### Exercise instructions
[1] For the HLE overview below, decide whether each statement agrees with it: (a) HLE consists of 2,500 questions; (b) questions that an AI system could answer during curation were kept in the benchmark; (c) every question in HLE is multiple-choice. Answer yes or no for each, quoting the words of the overview that decide it.
[2] In the HLE overview below, how many countries are the contributing experts' institutions spread across?
[3] Carry the HLE overview below forward from its last sentence.

### Passage for review
***

Humanity's Last Exam (HLE)

★ New
assess
AI / ML open-source CC-BY-4.0 open-source

What It Does

Humanity’s Last Exam (HLE) is a multi-modal benchmark consisting of 2,500 expert-level academic questions designed to be the hardest broad-coverage closed-ended benchmark for AI systems. Created through a global collaborative effort involving nearly 1,000 subject-matter experts (mostly professors and researchers) affiliated with over 500 institutions across 50 countries, HLE was explicitly designed to resist the benchmark saturation problem: any question that an AI system could answer during curation was removed.

Published in Nature (volume 649, pp. 1139-1146, 2026), HLE covers over 100 subjects spanning mathematics, humanities, natural sciences, and specialized professional domains. Questions are a mix of multiple-choice and short-answer formats, designed for automated grading while requiring deep domain expertise that cannot be resolved through simple internet retrieval.

***

### Supplied information
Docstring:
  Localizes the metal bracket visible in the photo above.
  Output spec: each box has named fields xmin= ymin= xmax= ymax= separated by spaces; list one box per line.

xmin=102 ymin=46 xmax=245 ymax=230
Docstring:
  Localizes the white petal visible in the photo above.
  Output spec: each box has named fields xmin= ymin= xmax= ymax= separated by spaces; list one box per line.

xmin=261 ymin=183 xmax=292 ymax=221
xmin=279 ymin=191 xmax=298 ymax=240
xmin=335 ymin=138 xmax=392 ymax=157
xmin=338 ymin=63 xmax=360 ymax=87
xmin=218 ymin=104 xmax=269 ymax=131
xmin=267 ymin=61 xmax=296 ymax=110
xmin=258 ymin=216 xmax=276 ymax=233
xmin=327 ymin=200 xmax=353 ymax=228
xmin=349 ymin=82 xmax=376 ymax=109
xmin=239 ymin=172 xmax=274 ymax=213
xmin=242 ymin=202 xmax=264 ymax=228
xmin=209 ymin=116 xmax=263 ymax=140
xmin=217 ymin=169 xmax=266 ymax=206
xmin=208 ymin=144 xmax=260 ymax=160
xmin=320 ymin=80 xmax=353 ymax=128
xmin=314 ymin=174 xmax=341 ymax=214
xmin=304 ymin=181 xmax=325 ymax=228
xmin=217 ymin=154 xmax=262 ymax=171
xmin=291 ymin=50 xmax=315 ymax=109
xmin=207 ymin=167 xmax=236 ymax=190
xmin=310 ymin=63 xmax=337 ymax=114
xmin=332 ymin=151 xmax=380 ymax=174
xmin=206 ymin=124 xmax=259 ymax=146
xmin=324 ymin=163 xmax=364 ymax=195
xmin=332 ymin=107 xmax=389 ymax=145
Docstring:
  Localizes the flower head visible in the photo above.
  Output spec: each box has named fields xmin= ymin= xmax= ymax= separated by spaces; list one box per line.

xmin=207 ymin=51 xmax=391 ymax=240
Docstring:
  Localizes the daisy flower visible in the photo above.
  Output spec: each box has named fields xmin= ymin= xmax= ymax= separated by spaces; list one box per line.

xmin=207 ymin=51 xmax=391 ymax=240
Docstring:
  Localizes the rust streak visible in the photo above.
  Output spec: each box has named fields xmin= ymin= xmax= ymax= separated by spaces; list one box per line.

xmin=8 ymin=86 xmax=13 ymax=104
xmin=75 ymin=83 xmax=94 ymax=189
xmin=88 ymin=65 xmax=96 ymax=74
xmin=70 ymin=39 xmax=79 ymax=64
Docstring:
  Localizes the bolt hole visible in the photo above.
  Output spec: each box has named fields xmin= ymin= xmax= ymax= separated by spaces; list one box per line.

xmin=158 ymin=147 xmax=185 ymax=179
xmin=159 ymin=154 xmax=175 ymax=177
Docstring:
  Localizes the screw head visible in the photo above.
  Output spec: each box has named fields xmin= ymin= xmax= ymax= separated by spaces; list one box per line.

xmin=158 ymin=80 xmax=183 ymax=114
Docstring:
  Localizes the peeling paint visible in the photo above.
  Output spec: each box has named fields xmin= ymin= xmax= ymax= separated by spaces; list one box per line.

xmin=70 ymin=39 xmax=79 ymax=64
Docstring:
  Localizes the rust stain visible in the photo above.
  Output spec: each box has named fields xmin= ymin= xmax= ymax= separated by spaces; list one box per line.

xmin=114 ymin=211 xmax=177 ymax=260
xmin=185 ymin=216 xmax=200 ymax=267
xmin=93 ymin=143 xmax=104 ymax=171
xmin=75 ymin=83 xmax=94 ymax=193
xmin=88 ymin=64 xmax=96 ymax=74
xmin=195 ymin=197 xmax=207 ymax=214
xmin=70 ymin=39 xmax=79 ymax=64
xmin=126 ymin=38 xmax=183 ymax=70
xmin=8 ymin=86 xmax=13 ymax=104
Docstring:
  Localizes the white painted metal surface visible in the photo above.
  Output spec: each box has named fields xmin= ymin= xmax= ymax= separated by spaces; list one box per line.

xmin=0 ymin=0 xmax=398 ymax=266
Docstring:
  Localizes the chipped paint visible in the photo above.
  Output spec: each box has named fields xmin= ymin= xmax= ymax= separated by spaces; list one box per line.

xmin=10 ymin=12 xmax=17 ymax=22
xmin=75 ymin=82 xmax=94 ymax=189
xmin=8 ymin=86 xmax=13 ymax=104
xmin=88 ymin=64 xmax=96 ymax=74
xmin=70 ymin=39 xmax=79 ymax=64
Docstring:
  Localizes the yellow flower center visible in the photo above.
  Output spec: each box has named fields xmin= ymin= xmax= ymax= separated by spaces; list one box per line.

***

### Results in order
[1]
(a) Yes: "consisting of 2,500 expert-level academic questions"
(b) No: "any question that an AI system could answer during curation was removed"
(c) No: "Questions are a mix of multiple-choice and short-answer formats"

[2] 50 countries.

[3]
Key Features

  • 2,500 questions across 100+ academic subjects, curated by ~1,000 domain experts from 500+ institutions in 50 countries
  • Multi-modal: includes questions requiring image, diagram, and mathematical notation interpretation
  • Adversarial filtering: questions answerable by any AI system during curation were removed
  • Mixed format: multiple-choice and short-answer with unambiguous, verifiable solutions
  • Published in Nature (2026), providing peer-reviewed scientific credibility
  • Leaderboard hosted by Scale AI Labs
  • Designed to measure the gap between current AI and comprehensive expert-level knowledge

Use Cases

  • Frontier model evaluation: Discriminating between state-of-the-art models where MMLU and MMLU-Pro are saturated (frontier models score 40-50% on HLE vs. 90%+ on MMLU)
  • AI progress tracking: Monitoring how quickly models close the gap to expert human performance across diverse domains
  • Safety threshold monitoring: Serving as an indicator of when AI systems achieve comprehensive expert-level knowledge
  • Research on evaluation methodology: Studying how expert-curated benchmarks resist saturation compared to crowdsourced ones

Adoption Level Analysis

Small teams (<20 engineers): Accessible — the dataset is publicly available. However, running evaluations on frontier models is expensive, and the benchmark is designed for the most capable models. Small teams working with smaller models will see very low scores with limited discriminating value.

Medium orgs (20-200 engineers): Useful as part of an evaluation suite for teams building or fine-tuning large models. Provides genuine differentiation where MMLU cannot.

Enterprise (200+ engineers): Highly relevant for frontier AI labs evaluating new model releases. Cited by OpenAI, Anthropic, and Google DeepMind in capability assessments. Referenced by policymakers assessing AI progress.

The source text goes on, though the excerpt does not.